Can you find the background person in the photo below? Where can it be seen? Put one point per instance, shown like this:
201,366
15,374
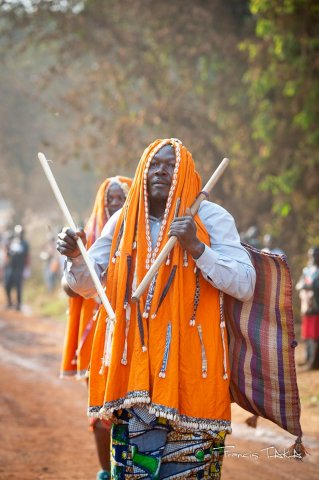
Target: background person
165,379
16,266
81,321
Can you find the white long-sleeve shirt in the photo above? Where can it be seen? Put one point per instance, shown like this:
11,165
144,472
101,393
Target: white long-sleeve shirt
225,264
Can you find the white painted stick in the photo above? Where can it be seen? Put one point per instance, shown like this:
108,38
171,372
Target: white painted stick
172,240
69,219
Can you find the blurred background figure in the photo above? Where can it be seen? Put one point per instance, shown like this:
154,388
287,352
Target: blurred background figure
251,236
51,264
269,245
308,287
17,265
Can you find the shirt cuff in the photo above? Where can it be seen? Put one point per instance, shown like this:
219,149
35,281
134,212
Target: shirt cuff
76,260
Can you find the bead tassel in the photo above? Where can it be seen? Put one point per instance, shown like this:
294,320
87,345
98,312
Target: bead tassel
196,297
162,373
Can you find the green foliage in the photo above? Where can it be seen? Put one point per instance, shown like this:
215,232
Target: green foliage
103,79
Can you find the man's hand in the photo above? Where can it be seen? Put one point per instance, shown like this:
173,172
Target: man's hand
184,228
66,242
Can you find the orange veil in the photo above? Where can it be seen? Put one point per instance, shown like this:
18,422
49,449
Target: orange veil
169,352
81,312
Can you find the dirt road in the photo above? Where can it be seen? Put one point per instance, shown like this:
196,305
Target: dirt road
43,429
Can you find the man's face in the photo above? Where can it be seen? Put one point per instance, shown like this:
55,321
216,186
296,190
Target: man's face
115,198
160,174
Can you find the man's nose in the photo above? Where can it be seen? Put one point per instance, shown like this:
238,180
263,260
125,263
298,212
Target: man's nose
161,169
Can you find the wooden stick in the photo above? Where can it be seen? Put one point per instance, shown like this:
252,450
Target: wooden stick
69,219
172,240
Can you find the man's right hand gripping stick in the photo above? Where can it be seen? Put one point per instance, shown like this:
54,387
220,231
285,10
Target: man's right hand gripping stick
172,240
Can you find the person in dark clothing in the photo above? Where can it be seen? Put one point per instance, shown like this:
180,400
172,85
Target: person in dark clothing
17,259
308,287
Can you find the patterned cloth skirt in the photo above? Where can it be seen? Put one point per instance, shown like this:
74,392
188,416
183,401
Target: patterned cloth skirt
148,447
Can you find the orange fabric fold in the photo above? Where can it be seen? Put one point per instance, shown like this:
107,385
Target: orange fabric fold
172,365
81,313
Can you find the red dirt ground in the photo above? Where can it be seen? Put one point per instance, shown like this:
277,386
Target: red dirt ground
44,432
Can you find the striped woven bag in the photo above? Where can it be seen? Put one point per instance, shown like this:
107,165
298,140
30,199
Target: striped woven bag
262,343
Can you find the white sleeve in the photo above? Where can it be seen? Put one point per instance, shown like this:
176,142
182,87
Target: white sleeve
226,264
76,272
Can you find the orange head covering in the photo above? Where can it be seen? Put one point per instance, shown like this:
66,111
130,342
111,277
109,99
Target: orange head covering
81,324
168,351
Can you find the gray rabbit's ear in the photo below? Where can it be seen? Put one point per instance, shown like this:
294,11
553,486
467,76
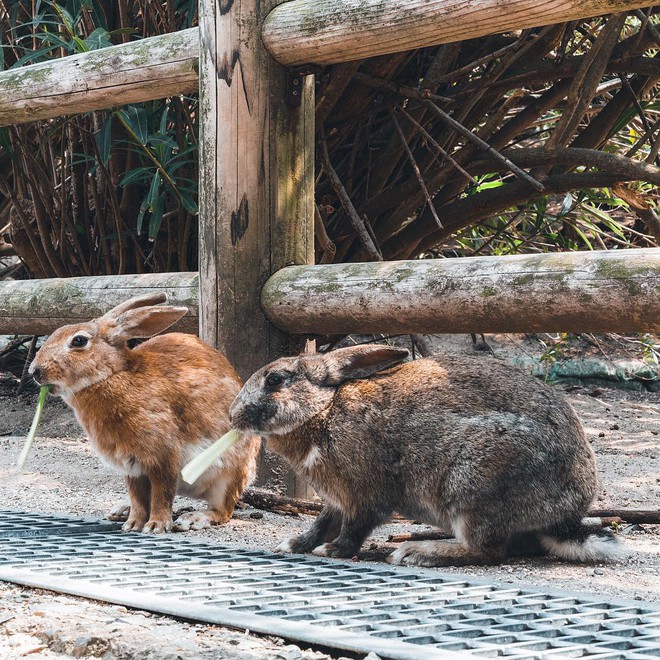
══════════
Problem statement: Return every row above word for word, leaving out the pictures.

Exercise output:
Can you find the background person in the photo below? Where can it be seen? Put one point per instance, shown like this:
201,366
15,374
Target: background person
165,379
16,266
81,321
Can you find the white long-sleeve shirt in the photo above? Where can it be seen? Put one point per instance, shown like this:
11,165
144,472
101,393
Target: white long-sleeve shirt
225,264
Can you find the white painted stick in the photo above? Where can it be seen? Put one point per instance, shown like this:
108,38
171,372
Target: white painted stick
172,240
69,219
Can you find the blurred background figure in the photo above? Where can it be seen? Put one point per instance, shown like this:
154,388
287,352
Target: blurred background figure
251,236
51,264
269,245
308,287
17,265
Can you find the shirt cuff in the photo above? Where can it be seen? Put one point per instance, shown like this:
219,149
35,281
134,212
Target: shirt cuff
76,260
Can you find the bead tassel in the photo above? Where can it be seen? Put one point per instance, shown like this:
294,320
87,345
98,312
Target: bead tassel
196,297
162,373
Can you find the green foliage in the photo above? Where can it be seen? Put one point per instance, shown like this:
215,232
Target: green foliage
103,79
Can you find the man's hand in the photo above? Where can it be seen? Put one point per instance, shown like this:
173,172
Target: man's hand
184,228
66,242
Can you find the orange veil in the photo above? Where can it be seen? Put one point per instance, shown like this:
18,422
49,449
Target: orange veil
169,352
81,312
Can you find the dirt road in the photo above? Where can it be seen? Put one point per instance, shown like this:
196,305
Target: dirt road
43,429
Can you find the man's face in the photo above? Where can it be seen? Put one point per instance, shown like this:
55,321
216,186
296,190
Target: man's face
115,198
160,174
Can you find the man's nose in the photo above? Where can it be seen? Put one point per instance, shown like this:
238,180
263,260
125,263
298,212
Target: man's nose
161,169
Can you find the wooden stick in the photo above? Where can it be seen? Put one point per instance, shown like this:
252,450
Target: wooden stick
69,219
172,240
Can you find the man's right hand gripping stick in the photo above? Where can it be seen? Put one point per instance, shown like this:
54,387
220,231
285,10
Target: man's right hand gripping stick
172,240
Can you find the person in dark clothing in the photo above? Where can it be seen? Put one point per instance, shown like this:
180,400
172,85
Target: person in dark clothing
17,259
308,287
Can you find the patterned cloth skirt in the photo above? Where can it be seen? Put one point per instance, shown like this:
74,392
188,416
183,401
Target: patterned cloth skirt
148,447
Can you find the orange fabric fold in the photo above? Where can it be seen? Put one point per instance, shown like this:
107,385
Target: orange fabric fold
172,365
81,313
Can you find the red dirt ground in the photo above? Where can it be seen? Put one point per instance, shown like this:
277,386
Target: red dirt ground
44,432
Can you find the striped woven bag in the photo above? Where can it be seen? Put one point per instance, shown like this:
107,165
298,140
30,199
Target: striped woven bag
262,343
Can you find the white sleeve in the photo above? Where can it be seen? Put one point per instance, shown like this:
176,142
182,87
Target: white sleeve
226,264
76,272
Can you find the orange head covering in the photo above? Where can it be seen? Put one point per instance, shown like this:
66,111
130,342
111,277
109,99
Target: orange head covering
81,324
168,351
Can you find the gray rabbit's ear in the photo below? Where can it be seen? Put one point per instance, shown like this:
294,11
553,486
467,76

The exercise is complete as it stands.